■ Data in this exercise:
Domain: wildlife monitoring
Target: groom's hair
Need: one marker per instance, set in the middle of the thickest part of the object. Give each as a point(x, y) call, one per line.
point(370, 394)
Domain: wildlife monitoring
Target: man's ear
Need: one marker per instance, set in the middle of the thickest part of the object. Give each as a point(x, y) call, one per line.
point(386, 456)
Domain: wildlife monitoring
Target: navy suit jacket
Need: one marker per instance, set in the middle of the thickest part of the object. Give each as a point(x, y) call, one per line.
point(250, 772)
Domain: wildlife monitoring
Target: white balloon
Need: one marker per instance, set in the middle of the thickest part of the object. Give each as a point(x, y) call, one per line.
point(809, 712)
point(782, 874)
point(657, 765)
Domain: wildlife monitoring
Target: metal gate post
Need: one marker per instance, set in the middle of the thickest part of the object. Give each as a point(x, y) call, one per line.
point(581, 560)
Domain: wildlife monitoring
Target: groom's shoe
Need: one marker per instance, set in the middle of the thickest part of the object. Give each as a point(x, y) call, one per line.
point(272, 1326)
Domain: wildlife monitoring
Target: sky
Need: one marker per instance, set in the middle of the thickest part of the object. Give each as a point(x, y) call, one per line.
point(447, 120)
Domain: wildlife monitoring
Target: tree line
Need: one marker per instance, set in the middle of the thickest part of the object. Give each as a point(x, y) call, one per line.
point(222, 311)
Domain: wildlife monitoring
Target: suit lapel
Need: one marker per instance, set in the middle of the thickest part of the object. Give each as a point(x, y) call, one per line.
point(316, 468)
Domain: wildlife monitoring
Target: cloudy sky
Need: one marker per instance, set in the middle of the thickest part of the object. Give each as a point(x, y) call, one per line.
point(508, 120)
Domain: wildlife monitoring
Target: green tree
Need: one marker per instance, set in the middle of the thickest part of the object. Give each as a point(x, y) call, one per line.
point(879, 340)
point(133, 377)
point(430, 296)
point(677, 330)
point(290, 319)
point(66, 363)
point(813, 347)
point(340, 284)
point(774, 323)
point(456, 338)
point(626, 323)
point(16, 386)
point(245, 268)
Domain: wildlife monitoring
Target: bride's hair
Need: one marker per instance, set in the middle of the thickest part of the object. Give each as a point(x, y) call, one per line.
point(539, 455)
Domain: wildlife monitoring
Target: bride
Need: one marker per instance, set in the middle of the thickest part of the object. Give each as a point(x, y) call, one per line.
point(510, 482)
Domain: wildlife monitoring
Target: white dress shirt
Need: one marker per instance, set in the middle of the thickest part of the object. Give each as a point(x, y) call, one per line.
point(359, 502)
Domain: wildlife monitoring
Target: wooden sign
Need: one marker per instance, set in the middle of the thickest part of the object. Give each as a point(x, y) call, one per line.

■ Work to be completed: Render the stretch from the start of the records through the line containing "point(250, 772)" as a Markdown table with two columns, Row and Line. Give each line its own numbered row and leave out blank lines.

■ Output of the exercise:
| Row | Line |
|---|---|
| 1 | Domain: wildlife monitoring |
| 2 | Target: groom's hair |
| 3 | Need: one marker per instance, set in the middle of the thickest part of the object. Give each as a point(x, y) call, one per line. |
| 4 | point(370, 394) |
| 5 | Domain: wildlife monitoring |
| 6 | Target: man's ear |
| 7 | Need: one marker per instance, set in the middle of the thickest part of the object. Give each as a point(x, y) call, one per line. |
| 8 | point(386, 456) |
| 9 | Domain: wildlife monitoring |
| 10 | Target: navy suit jacket |
| 11 | Need: one marker per instance, set in the middle of the thickest part of the object. Give each as a point(x, y) call, one per line. |
| 12 | point(250, 772) |